Start of DATA TO USE

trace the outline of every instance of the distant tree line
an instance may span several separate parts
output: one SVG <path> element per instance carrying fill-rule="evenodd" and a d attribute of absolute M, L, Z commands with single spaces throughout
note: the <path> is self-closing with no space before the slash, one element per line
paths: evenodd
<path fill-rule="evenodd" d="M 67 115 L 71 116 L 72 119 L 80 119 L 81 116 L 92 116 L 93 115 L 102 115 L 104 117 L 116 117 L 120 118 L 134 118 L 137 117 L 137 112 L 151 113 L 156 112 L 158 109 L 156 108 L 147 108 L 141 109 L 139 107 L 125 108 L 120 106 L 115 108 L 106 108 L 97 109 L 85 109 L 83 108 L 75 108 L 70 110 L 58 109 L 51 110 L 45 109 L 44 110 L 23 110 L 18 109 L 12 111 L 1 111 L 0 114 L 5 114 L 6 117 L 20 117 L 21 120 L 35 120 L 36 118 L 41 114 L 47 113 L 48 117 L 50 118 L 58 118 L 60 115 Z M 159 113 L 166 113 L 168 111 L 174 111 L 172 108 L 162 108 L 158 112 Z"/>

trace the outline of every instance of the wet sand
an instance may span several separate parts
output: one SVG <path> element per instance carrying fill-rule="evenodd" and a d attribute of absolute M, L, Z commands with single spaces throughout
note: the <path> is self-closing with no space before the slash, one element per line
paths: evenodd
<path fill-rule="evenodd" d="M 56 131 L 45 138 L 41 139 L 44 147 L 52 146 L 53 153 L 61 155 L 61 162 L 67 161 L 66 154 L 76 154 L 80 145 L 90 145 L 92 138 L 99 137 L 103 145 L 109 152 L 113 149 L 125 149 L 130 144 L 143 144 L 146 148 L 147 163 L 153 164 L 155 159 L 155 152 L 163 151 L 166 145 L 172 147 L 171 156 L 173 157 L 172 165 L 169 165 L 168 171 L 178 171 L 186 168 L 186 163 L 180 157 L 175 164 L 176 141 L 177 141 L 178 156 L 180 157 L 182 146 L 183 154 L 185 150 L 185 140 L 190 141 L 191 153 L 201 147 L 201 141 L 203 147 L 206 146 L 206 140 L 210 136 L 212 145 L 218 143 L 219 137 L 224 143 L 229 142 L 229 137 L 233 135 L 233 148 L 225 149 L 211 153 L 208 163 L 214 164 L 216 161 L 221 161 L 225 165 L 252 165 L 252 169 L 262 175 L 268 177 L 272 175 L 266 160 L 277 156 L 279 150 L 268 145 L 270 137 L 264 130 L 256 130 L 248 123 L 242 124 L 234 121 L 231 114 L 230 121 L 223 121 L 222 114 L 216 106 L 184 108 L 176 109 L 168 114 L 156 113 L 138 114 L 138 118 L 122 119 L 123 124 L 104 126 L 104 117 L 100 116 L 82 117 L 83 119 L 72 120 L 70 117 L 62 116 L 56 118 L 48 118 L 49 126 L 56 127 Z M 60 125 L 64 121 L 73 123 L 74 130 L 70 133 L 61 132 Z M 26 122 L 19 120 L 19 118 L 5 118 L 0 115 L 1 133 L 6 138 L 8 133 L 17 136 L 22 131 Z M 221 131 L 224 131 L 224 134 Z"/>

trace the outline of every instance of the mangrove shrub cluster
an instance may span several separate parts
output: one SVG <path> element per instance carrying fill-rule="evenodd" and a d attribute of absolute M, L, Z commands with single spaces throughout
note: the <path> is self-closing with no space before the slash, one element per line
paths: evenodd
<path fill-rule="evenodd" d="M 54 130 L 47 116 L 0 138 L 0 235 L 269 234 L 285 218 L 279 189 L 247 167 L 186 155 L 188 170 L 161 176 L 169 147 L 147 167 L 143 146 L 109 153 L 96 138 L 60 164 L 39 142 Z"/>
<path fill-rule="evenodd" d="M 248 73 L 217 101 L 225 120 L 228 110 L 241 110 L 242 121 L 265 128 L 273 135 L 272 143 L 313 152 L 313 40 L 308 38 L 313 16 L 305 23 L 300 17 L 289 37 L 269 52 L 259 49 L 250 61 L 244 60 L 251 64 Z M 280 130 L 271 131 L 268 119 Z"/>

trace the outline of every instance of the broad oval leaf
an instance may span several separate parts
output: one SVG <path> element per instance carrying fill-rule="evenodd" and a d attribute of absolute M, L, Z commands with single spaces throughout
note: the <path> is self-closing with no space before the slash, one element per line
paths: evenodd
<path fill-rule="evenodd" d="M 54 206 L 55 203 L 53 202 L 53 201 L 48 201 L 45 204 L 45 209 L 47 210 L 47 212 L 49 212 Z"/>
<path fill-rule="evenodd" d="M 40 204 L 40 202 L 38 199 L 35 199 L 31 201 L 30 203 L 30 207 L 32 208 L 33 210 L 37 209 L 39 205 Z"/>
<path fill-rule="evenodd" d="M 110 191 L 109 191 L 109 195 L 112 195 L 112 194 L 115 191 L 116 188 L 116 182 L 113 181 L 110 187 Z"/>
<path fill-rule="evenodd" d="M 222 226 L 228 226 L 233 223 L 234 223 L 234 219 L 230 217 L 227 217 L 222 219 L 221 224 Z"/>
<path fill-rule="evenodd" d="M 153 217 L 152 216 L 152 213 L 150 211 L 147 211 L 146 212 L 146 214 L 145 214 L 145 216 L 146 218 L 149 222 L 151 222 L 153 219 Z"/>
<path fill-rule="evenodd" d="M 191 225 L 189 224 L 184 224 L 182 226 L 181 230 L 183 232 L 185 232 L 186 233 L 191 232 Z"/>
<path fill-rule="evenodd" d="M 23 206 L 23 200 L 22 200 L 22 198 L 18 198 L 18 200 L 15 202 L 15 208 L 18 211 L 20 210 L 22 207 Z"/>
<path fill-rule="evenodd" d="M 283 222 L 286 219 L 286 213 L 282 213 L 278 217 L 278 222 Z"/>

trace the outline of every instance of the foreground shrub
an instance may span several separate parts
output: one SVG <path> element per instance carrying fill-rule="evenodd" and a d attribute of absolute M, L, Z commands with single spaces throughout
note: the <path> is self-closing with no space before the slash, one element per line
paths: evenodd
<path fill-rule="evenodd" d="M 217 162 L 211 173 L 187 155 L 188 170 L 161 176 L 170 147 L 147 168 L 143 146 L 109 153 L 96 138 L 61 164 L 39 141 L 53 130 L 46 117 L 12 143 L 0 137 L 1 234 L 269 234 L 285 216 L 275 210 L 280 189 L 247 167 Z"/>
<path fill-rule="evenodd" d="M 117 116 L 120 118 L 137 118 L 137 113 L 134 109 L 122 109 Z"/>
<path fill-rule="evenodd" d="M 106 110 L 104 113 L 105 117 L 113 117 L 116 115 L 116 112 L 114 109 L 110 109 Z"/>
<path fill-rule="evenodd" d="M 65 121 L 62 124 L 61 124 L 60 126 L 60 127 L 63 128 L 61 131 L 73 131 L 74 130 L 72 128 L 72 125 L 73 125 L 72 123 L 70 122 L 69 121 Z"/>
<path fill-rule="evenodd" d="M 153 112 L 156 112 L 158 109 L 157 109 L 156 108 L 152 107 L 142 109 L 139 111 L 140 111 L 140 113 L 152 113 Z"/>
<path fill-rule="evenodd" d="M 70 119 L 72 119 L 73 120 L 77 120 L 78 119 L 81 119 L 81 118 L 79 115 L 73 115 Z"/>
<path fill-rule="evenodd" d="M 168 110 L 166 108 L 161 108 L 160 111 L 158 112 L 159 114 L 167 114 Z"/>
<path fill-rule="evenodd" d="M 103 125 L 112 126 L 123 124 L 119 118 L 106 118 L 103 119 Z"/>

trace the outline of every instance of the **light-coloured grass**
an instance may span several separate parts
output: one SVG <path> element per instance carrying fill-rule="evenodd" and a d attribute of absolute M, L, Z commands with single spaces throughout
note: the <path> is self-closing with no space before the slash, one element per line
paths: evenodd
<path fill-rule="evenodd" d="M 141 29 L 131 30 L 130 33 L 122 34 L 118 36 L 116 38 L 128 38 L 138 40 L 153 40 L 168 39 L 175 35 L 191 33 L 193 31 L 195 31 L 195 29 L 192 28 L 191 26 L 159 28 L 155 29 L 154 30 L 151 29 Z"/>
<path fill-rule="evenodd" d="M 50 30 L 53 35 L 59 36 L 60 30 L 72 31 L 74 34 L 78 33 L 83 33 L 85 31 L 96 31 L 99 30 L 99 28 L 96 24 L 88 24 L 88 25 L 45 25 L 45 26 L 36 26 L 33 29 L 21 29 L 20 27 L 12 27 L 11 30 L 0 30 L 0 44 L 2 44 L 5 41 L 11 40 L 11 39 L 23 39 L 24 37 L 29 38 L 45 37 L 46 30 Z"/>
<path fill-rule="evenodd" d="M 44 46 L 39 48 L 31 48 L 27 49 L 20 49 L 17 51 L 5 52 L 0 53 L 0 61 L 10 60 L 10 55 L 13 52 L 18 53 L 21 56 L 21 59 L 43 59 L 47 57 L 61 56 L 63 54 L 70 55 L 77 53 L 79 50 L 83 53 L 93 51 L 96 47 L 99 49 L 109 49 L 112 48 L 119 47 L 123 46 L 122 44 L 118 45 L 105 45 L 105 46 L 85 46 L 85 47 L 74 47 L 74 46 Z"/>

End of DATA TO USE

→ **INSTRUCTION**: Write out again the records from their first line through the line containing "67 115 L 71", including both of those lines, with every line kept unchanged.

→ **RESULT BELOW**:
trace the outline of every instance of the distant tree line
an instance may span several separate parts
output: one SVG <path> element per instance carrying fill-rule="evenodd" and a d attribute of absolute M, L, Z commands with single spaces throughout
note: the <path> is self-closing with no space before the slash, one element per line
paths: evenodd
<path fill-rule="evenodd" d="M 67 115 L 71 116 L 72 119 L 80 119 L 81 116 L 92 116 L 93 115 L 102 115 L 104 117 L 116 117 L 120 118 L 134 118 L 137 117 L 137 112 L 151 113 L 156 112 L 158 109 L 156 108 L 147 108 L 141 109 L 139 107 L 125 108 L 120 106 L 115 108 L 106 108 L 97 109 L 85 109 L 83 108 L 75 108 L 70 110 L 58 109 L 51 110 L 45 109 L 44 110 L 23 110 L 18 109 L 12 111 L 1 111 L 0 114 L 5 114 L 6 117 L 20 117 L 21 120 L 35 120 L 36 118 L 41 114 L 47 113 L 48 117 L 50 118 L 58 118 L 60 115 Z M 159 113 L 166 113 L 168 111 L 174 111 L 172 108 L 162 108 L 158 112 Z"/>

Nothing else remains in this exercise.